= Quoted passage =
+ + + + +

Performance on HECToR Phase 3 is given in Figure 1 for the benchmark test case mentioned in WP2, which is for a double gyre quasi-geostrophic model. This has 3 layers on a 1025 X 1025 uniform grid. All runs were performed with fully populated HECToR Phase 3 nodes and performance with the default compilers was compared. The particular compiler optimisations were as follows: GCC -O3 -ffast-math; PGI -fast -O3, CCE -O3.
It is clear that best performance is given by GCC. Most compute time is spent performing the CABARET extrapolation step, however, this part of the code scales linearly with very little amount of time spent in communication and is therefore is not a significant cost to the overall performance. Whereas, the second most computationally expensive routine is the inverse discrete sine transform step, which is used at each time step for calculating the stream function via the potential vorticity inversion step. But this does not scale well due to the global transpose steps and thus causes a severe problem in terms of code performance. The reason GCC gives better performance than both PGI and CCE is because the inverse discrete sine transform step has been optimised for GCC.
However, even with GCC, PEQUOD had very limited scalability on HECToR for useful problem sizes. This was a significant concern and the optimisation of this calculation was necessary for further use of the code. The development of a parallelised quasi-geostrophic CABARET code for WP2 could be considered a straightforward task, due to the inherent nature of CABARET for structured grids. However WP3 for the efficient parallelisation of the Helmholtz solver would not be considered so straightforward.
Phil Ridley 2012-10-01

+ + + + +

= Exercise requirements =
(1) Please retype the stretch of the HECToR benchmark text from "It is clear" through "optimised for GCC.".
(2) Answer these questions from the HECToR benchmark text.
(a) How many layers and what grid does the benchmark test case have?
(b) Which routine is the second most computationally expensive?
(c) Which work package covers the efficient parallelization of the Helmholtz solver?

= Data lines =

+ + + + +

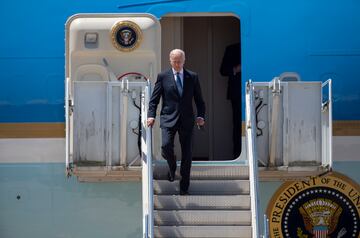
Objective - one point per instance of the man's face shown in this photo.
(177, 62)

+ + + + +

= Answers in order =
(1)
It is clear that best performance is given by GCC. Most compute time is spent performing the CABARET extrapolation step, however, this part of the code scales linearly with very little amount of time spent in communication and is therefore is not a significant cost to the overall performance. Whereas, the second most computationally expensive routine is the inverse discrete sine transform step, which is used at each time step for calculating the stream function via the potential vorticity inversion step. But this does not scale well due to the global transpose steps and thus causes a severe problem in terms of code performance. The reason GCC gives better performance than both PGI and CCE is because the inverse discrete sine transform step has been optimised for GCC.

(2)
(a) 3 layers on a 1025 X 1025 uniform grid.
(b) The inverse discrete sine transform step.
(c) WP3.